WORK ITEM A -
In the passage on a modified Murray's law for insect respiration, what range of scaling exponents does the modified law predict?
WORK ITEM B -
Turn the paragraph beginning "Insects breathe through" in the passage on a modified Murray's law into a short bulleted list of its main facts.
*** Opening SUPPLIED PASSAGE ***
A modified Murray's law for insect respiration

Insects breathe through a complex, ramifying tracheal network that carries oxygen directly to the cells, without using a closed cardiovascular system. The transport of respiratory gases occurs primarily by diffusion in insects, but can be enhanced in some species through rhythmic tracheal compression (RTC), where abdominal contractions collapse large tracheae and drive advective airflow. Murray’s law, derived for vascular systems, predicts that the cube of the parent vessel radius equals the sum of the cubes of the daughter radii, with flow scaling as Q ~ R³. Despite being an important classical result in mathematical biophysics, Murray’s law neglects key features of insect respiration: diffusive transport, slip flow, and unsteady advection during RTC. Here, we introduce modifications to Murray’s law that incorporate these features, as outlined in Khan & Staples (Nature Reviews Physics, 2025). Minimizing the total power dissipated during transport, we derive a version of Murray’s law that incorporates the Peclet number (Pe), Knudsen number (Kn), and Womersley number (Wo), accounting for diffusive, rarefied, and unsteady effects. The modified law predicts scaling exponents that range from 1 to 5, consistent with preliminary bifurcation scaling measurements in the entomology literature. In the no-slip (Kn = 0) limit, the unsteady formulation may also inform pulsatile vascular flow modeling, offering a unified framework for branched biological networks under diverse transport conditions.
*** Closing SUPPLIED PASSAGE ***
*** Opening SUPPLIED INFORMATION ***
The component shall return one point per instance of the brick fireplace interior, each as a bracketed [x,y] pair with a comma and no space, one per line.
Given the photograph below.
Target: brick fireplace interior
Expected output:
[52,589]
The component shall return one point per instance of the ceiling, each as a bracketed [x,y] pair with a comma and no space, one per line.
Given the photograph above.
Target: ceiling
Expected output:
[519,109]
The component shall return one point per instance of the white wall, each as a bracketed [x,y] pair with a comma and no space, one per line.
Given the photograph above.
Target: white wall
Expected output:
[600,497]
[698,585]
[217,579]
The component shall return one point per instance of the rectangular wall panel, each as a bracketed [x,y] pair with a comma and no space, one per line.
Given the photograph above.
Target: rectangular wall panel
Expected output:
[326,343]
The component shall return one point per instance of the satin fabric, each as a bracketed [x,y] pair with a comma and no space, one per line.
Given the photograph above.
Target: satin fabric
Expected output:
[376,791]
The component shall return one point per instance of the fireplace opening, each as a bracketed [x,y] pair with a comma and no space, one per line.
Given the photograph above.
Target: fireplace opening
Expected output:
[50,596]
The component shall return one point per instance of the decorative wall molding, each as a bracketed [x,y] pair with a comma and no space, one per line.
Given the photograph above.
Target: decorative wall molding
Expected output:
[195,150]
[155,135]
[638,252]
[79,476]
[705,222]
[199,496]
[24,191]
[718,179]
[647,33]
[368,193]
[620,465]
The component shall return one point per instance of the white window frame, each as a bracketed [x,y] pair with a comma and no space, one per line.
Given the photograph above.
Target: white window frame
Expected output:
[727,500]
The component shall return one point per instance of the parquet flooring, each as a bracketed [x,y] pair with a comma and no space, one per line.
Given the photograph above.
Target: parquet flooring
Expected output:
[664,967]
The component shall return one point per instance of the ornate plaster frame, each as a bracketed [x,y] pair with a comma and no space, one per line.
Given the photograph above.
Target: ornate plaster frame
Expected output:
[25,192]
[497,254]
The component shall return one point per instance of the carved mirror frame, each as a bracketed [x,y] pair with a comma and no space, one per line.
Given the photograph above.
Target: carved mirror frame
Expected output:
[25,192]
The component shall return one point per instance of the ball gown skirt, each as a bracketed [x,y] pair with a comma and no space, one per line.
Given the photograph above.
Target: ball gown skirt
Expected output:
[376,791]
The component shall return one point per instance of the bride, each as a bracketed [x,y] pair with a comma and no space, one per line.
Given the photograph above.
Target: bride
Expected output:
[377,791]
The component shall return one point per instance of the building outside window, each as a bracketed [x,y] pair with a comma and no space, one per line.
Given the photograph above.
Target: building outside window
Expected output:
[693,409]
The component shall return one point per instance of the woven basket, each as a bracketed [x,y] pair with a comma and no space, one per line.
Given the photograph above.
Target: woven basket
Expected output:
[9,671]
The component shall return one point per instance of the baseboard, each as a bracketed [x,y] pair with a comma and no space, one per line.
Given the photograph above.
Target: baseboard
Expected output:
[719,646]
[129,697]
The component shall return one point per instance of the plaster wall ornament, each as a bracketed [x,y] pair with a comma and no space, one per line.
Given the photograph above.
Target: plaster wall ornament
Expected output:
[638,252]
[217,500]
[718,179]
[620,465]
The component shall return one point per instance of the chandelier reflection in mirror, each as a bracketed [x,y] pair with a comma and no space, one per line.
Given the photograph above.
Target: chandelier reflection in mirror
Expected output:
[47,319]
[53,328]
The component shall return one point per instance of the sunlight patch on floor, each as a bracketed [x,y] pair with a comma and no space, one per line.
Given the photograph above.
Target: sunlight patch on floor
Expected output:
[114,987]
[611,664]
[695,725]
*** Closing SUPPLIED INFORMATION ***
TASK RESULT A -
Scaling exponents ranging from 1 to 5.

TASK RESULT B -
- Insects breathe through a branching tracheal network that delivers oxygen directly to cells, without a closed cardiovascular system.
- Gas transport is mainly by diffusion but in some species is enhanced by rhythmic tracheal compression (RTC), in which abdominal contractions collapse large tracheae and drive advective airflow.
- Murray's law, derived for vascular systems, says the cube of the parent vessel radius equals the sum of the cubes of the daughter radii, with flow scaling as Q ~ R³.
- The law ignores diffusive transport, slip flow, and unsteady advection during RTC.
- The authors modify it, as outlined in Khan & Staples (Nature Reviews Physics, 2025), by minimizing total power dissipated during transport.
- The new version includes the Peclet (Pe), Knudsen (Kn), and Womersley (Wo) numbers to account for diffusive, rarefied, and unsteady effects.
- It predicts scaling exponents from 1 to 5, consistent with preliminary bifurcation scaling measurements in the entomology literature.
- In the no-slip (Kn = 0) limit, the unsteady formulation may inform pulsatile vascular flow modeling, giving a unified framework for branched biological networks.